### YOUR TASK
Continue the piece on the Tune In Not Out music wellbeing program, picking up right after its final sentence.

### PROVIDED PASSAGE

Recently Lions Australia interviewed our project office Lynsey McLeod about how our youth health wellbeing and project use music as a wellbeing tool.

Music can soothe a troubled mind. We reveal the mastermind behind an award-winning youth program exploiting the power of music. Whether Queen’s thumping ‘We Are The Champions’ or ‘Don’t Worry Be Happy’ by artists too numerous to mention, music is a powerful mood influencer. 

‘Walking On Sunshine’ can put a spring in our step and Adele’s anthem to lost love, “Someone Like You’, can make some of us cry. Few recognise that power of music more than Lynsey McLeod, project officer and consultant to the Australian Lions Wellbeing Foundation, until last year known as the Australian Lions Drug Awareness Foundation. 

For 11 years, Hobart-based Lynsey has been spearheading the organisation’s award-winning online youth health program Tune In Not Out (TINO), billed as a one-stop shop for young people 14-25 seeking information on life’s challenges – from alcohol, drugs, sex and sexual health, to school work, money, bullying and cyber safety. 

Apart from sourcing videos, factsheets and stories geared to the challenges of the young, TINO ( invites followers to Tune Your Mood, a section geared to helping us understand the power of music on our wellbeing. 

“Most of us listen to music regardless of age, from toddlers listening to favourite rhymes to make a car journey easier, to teens selecting songs that are good to study to or adults selecting mood-boosting songs that evoke happy memories in the current day,” explains Lynsey. 

The right song, she contends, can change a mood, set a new mood or help the mood feel better, activating feel-good chemicals such as endorphins and oxytocin, sometimes known as the love hormone, in our bodies. 

Equally, poorly chosen music can make us feel worse. “This is where understanding and becoming aware of how music is affecting us is so important, and a powerful tool,” says Lynsey who holds a degree in public relations with a background in community services including drug education and family support, Music can be a double-edged sword, she contends. Some songs can start off being helpful, allowing us to vent our emotions, but then they leave us in a heap. “They might make us feel angrier and stressed, or bring back negative memories or experiences, unpleasant feelings that make us spiral instead,” she says. “Once you recognise this, you have the power to adjust this amazing tool by using it as a prevention device, by actively choosing not to listen to certain music at certain times. 

This is where TINO comes in.

### Stored data entries
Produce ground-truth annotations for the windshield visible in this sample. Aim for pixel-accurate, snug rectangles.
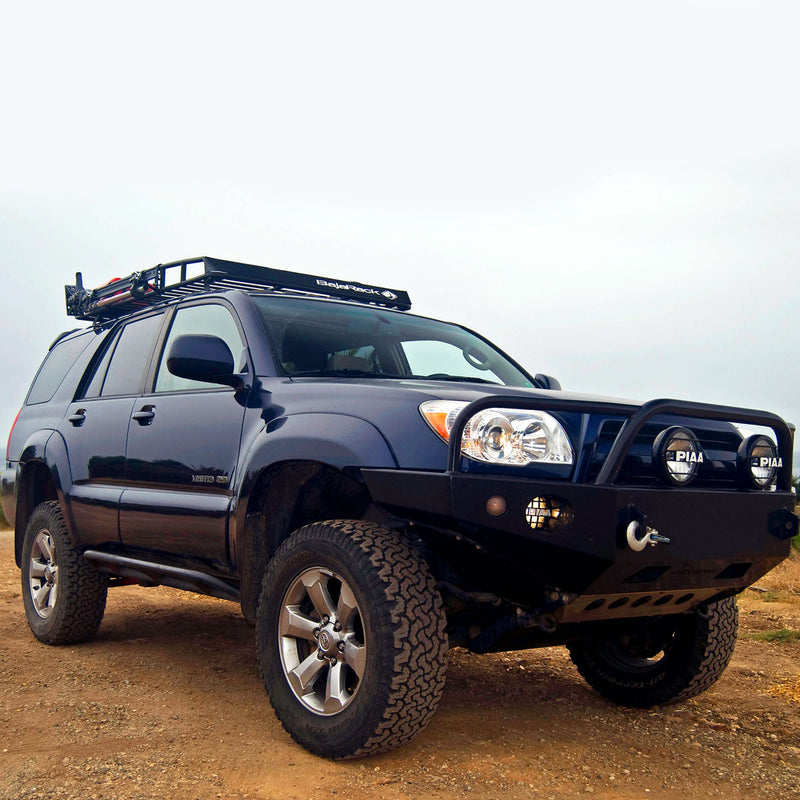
[253,295,532,386]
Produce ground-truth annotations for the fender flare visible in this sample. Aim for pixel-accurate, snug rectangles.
[229,413,397,539]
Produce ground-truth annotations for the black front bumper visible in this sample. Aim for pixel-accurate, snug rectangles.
[363,469,797,619]
[362,397,798,622]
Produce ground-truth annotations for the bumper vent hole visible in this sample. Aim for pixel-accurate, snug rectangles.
[653,594,675,606]
[623,567,669,583]
[584,597,606,611]
[714,564,753,581]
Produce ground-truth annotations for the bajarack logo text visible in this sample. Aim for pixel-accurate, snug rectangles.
[317,278,397,300]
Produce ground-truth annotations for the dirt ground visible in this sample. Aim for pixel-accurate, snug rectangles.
[0,531,800,800]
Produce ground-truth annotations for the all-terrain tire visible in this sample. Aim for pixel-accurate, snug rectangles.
[568,597,738,708]
[22,501,108,645]
[256,520,447,759]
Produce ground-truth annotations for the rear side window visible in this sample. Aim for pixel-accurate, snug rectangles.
[100,314,164,397]
[25,334,92,406]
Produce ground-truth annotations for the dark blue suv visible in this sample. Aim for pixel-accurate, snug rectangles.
[2,258,798,758]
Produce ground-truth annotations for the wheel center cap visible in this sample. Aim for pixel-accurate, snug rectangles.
[319,630,333,653]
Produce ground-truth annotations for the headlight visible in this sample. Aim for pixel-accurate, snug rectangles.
[737,435,783,489]
[419,400,574,467]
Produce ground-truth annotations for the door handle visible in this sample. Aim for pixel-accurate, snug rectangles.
[131,406,156,425]
[67,408,86,428]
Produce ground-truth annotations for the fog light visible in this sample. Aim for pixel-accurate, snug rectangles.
[736,434,783,489]
[653,425,705,486]
[525,496,574,531]
[486,495,507,517]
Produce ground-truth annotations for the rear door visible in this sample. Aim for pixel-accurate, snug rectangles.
[120,301,248,563]
[60,313,164,545]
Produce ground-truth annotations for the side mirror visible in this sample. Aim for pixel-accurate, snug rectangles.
[534,372,561,391]
[167,334,244,389]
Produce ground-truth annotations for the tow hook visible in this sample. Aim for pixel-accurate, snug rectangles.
[625,520,670,553]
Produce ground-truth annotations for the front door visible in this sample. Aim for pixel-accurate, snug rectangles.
[120,302,246,566]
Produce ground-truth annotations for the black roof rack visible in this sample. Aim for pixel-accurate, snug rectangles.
[64,256,411,323]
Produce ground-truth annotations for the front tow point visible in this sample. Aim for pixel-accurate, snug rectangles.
[625,520,670,553]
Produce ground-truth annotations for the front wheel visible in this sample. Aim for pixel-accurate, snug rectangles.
[256,520,447,758]
[568,597,738,708]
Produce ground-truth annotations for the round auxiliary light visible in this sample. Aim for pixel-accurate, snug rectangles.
[736,434,783,489]
[653,425,705,486]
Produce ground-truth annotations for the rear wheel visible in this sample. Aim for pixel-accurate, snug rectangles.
[256,520,447,758]
[568,597,738,708]
[22,501,108,644]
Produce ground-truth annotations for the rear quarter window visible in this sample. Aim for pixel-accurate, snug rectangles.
[25,331,92,406]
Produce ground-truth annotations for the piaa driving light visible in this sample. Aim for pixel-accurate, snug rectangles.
[653,425,705,486]
[419,400,574,467]
[737,435,783,489]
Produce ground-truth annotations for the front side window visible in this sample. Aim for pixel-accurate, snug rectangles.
[99,314,164,397]
[253,295,532,386]
[155,303,247,392]
[25,334,92,406]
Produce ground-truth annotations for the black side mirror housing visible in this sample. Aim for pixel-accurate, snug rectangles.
[534,372,561,391]
[167,334,244,389]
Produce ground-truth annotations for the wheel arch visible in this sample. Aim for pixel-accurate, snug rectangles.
[14,458,60,567]
[231,460,372,619]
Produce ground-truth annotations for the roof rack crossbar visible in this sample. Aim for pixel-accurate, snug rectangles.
[64,256,411,323]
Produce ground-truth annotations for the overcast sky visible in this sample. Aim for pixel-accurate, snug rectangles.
[0,0,800,462]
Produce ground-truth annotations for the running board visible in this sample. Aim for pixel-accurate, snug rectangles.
[83,550,239,603]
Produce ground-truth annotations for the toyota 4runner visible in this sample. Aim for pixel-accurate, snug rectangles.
[2,258,798,758]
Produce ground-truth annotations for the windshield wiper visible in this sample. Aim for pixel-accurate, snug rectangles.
[289,369,405,378]
[408,373,503,386]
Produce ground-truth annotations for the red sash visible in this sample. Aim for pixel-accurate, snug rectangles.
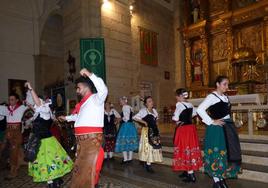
[7,103,21,116]
[72,93,92,114]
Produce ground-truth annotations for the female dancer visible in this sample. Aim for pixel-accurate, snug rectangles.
[172,88,202,182]
[25,82,73,188]
[133,96,163,173]
[197,76,241,188]
[115,97,138,164]
[103,102,121,159]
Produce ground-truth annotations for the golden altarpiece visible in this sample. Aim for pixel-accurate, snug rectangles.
[179,0,268,98]
[179,0,268,139]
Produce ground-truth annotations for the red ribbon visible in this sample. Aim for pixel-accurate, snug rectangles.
[72,93,92,114]
[7,103,21,116]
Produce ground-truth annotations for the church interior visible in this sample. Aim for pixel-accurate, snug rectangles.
[0,0,268,188]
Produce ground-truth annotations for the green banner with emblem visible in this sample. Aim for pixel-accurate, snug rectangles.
[80,38,106,82]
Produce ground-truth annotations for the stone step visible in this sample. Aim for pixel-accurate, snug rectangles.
[115,152,268,183]
[161,137,268,153]
[162,147,268,167]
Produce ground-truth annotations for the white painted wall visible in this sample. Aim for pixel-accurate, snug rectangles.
[0,0,35,102]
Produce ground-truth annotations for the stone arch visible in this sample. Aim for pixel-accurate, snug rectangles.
[35,11,64,94]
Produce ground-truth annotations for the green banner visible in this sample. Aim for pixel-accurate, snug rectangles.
[80,38,106,82]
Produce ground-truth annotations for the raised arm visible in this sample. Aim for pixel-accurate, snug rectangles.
[80,69,108,103]
[133,109,147,126]
[172,103,183,122]
[196,95,213,125]
[25,82,41,107]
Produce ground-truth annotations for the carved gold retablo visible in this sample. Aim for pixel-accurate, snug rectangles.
[232,47,257,63]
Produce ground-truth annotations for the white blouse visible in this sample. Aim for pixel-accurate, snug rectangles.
[133,108,158,120]
[197,91,230,125]
[0,105,28,123]
[104,108,121,121]
[33,103,52,120]
[122,105,133,122]
[172,102,196,121]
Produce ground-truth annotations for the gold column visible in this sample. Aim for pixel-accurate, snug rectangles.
[263,16,268,59]
[225,19,234,82]
[184,39,192,88]
[201,31,209,86]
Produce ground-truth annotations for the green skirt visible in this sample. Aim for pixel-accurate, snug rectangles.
[0,131,5,142]
[204,125,241,179]
[29,137,73,182]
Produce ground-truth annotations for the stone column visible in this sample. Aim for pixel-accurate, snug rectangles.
[201,31,209,87]
[174,1,185,88]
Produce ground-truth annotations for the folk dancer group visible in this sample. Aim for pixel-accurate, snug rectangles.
[0,69,241,188]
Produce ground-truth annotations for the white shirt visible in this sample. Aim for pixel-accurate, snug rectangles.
[0,105,28,124]
[133,108,158,120]
[197,91,230,125]
[172,102,196,121]
[122,104,133,122]
[104,108,121,118]
[33,103,52,120]
[66,74,108,128]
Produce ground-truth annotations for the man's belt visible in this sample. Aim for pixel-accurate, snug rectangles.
[75,133,102,142]
[7,123,21,130]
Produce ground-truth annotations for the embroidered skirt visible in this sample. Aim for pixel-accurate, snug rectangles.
[115,122,139,152]
[172,125,203,171]
[139,127,163,163]
[204,125,241,178]
[29,136,73,182]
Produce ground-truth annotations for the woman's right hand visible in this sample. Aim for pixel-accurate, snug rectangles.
[143,121,148,127]
[213,119,225,127]
[57,116,66,122]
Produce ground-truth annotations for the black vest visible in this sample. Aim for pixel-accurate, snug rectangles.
[179,103,193,125]
[103,111,116,135]
[33,115,53,139]
[0,116,7,131]
[120,110,133,123]
[207,93,231,119]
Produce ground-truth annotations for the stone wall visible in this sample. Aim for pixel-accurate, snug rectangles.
[102,0,175,108]
[0,0,35,101]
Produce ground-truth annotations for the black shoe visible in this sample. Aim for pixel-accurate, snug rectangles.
[182,173,196,183]
[145,164,154,173]
[213,181,222,188]
[53,178,63,188]
[121,160,128,165]
[140,161,146,167]
[127,160,133,163]
[220,180,228,188]
[179,171,188,178]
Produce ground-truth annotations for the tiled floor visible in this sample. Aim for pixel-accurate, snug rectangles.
[0,159,268,188]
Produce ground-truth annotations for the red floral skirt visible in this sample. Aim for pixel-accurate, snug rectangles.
[172,125,203,171]
[103,135,115,152]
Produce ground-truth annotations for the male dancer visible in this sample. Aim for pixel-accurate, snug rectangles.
[59,69,108,188]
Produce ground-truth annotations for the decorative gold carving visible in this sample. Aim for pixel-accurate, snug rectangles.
[182,0,268,96]
[211,33,228,61]
[184,40,192,88]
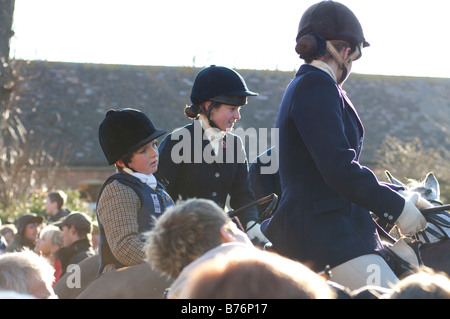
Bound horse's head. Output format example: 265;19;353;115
386;171;450;242
386;171;440;202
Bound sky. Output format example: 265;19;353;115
10;0;450;78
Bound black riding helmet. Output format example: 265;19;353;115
296;1;370;57
191;65;258;106
98;108;167;165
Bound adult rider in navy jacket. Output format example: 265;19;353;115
262;1;426;289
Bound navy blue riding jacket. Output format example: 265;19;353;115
158;120;258;228
262;64;404;271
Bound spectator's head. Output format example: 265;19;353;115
145;199;252;278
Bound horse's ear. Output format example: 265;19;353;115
384;170;406;187
424;172;440;198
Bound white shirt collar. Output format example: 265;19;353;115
123;167;158;188
199;114;225;154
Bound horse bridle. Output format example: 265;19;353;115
228;193;278;232
416;205;450;242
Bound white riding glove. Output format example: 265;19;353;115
395;193;427;235
247;221;269;243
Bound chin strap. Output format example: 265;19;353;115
327;41;352;84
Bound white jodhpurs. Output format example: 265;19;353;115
330;254;398;290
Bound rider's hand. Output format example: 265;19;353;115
395;193;427;235
247;221;269;243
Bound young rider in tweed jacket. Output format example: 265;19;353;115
97;108;173;273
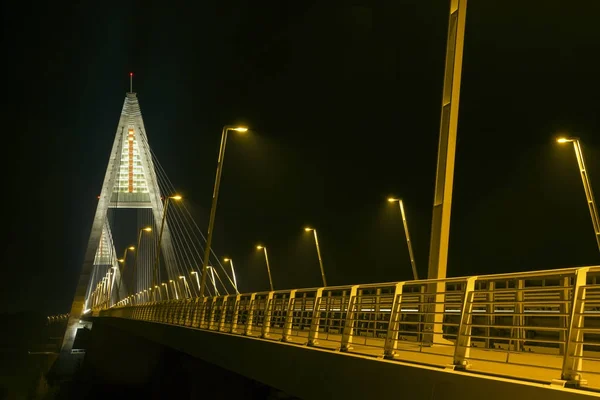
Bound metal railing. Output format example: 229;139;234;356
94;267;600;388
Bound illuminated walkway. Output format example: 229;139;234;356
93;267;600;390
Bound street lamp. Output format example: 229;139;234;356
256;244;273;292
223;258;240;294
388;197;419;280
134;226;152;294
169;279;179;300
200;125;248;297
161;282;171;300
152;194;182;285
556;137;600;250
304;227;327;286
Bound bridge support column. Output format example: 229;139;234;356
229;294;242;333
340;285;358;351
383;282;404;358
452;277;477;369
306;288;323;346
260;292;275;339
554;267;589;387
281;289;296;342
244;293;256;336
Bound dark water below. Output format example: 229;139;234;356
0;314;298;400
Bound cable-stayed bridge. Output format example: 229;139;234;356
50;0;600;399
50;93;600;398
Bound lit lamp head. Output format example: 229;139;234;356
556;137;574;143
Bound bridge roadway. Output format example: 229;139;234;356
93;267;600;399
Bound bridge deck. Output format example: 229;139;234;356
241;328;600;390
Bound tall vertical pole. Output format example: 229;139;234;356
398;200;419;280
263;247;273;292
200;126;231;297
313;229;327;286
573;139;600;250
427;0;467;279
424;0;467;344
129;229;143;295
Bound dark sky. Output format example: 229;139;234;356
0;0;600;313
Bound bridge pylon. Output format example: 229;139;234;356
59;92;176;372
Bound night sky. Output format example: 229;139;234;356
0;0;600;314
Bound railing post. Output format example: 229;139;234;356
507;279;527;351
281;289;296;342
244;293;256;336
340;285;358;351
260;292;275;339
217;295;229;332
306;288;323;346
184;298;194;326
558;276;571;356
190;297;201;328
383;282;404;358
481;281;496;349
453;276;477;369
198;297;212;329
229;294;242;333
560;267;589;387
208;296;218;330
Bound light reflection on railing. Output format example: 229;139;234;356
94;267;600;388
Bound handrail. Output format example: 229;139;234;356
93;266;600;389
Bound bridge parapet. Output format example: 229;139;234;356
95;267;600;389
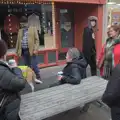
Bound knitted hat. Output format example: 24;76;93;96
68;48;80;59
0;40;7;58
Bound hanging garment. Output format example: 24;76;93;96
28;13;41;33
4;15;20;34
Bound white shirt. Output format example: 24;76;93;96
28;13;41;33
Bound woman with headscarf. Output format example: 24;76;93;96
51;48;87;87
97;25;120;79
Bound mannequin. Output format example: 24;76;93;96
83;16;97;76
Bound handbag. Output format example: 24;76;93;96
0;94;9;113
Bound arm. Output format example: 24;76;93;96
34;28;40;51
61;67;81;85
0;69;26;92
97;44;106;68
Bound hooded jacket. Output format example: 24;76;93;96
61;56;87;84
102;64;120;108
0;61;26;120
83;16;97;60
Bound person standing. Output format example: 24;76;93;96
83;16;97;76
0;40;26;120
50;48;87;87
16;16;41;80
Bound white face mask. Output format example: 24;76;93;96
91;21;96;27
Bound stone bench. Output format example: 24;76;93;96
20;76;107;120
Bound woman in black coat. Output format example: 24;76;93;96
102;64;120;120
0;40;26;120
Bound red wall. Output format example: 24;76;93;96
56;3;103;57
53;0;106;4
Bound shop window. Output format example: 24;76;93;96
18;54;44;65
48;51;56;63
0;4;54;49
37;54;45;64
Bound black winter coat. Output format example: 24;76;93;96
61;56;87;84
102;64;120;120
0;61;26;120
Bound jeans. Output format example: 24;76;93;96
22;49;41;79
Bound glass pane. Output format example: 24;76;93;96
60;9;74;48
48;52;56;63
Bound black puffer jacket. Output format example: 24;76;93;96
0;61;26;120
61;56;87;84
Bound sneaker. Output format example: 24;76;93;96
35;79;43;84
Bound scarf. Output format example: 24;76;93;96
103;38;120;79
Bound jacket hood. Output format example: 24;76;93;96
88;16;98;28
72;56;87;68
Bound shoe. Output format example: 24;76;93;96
35;79;43;84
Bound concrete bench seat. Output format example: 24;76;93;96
20;76;107;120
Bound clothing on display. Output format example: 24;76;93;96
4;14;20;34
28;13;41;33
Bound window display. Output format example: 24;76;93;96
0;4;55;49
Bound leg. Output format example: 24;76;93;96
89;55;97;76
22;49;31;67
49;81;62;88
31;55;41;79
111;107;120;120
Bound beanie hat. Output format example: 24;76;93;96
0;40;7;58
20;16;28;23
68;48;80;59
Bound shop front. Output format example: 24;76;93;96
0;0;105;67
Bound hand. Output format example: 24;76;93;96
57;75;63;80
33;51;38;54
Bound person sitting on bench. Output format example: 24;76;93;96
50;48;87;87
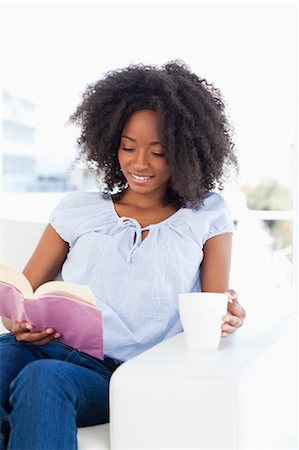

### ANSWER TO THIS TASK
It encourages young people to take care of their moods, maybe by pressing skip and selecting a new song or playlist to take their mood to a more positive space, to feel more in control of their thoughts and feelings. Rather than dictating, TINO shares playlists, compiled by young people themselves, of mood-boosting songs proven to lift the spirits, to relax and comfort, relieving listeners of stress and anxiety. 

While some suggested songs might seem irrelevant, Lynsey says it’s all about music preference. What works for one person and is quite personal to them might not work for another. She suggests we all learn to recognise how songs make us feel, play around with our music choices and even make our own playlists. “You might find a new style of music that is really positive for you.” 

With two teenage children herself, a daughter 16 and a son 13, she is well placed to observe the positive effect music can have on the young. So what is her own favourite mood-boosting music? Definitely the Red Hot Chilli Peppers. 

“A bit of the Red Hot Chilli Peppers is a family favourite, from father to son their music is something all of us appreciate.” 

Yet, not unexpectedly, sad songs, especially those that raise sadder emotions, are generally out. Too negative. “I much prefer upbeat nice music,” she assures. 

A sampling of TINO’s contributed soothers (check them out on Spotify or YouTube)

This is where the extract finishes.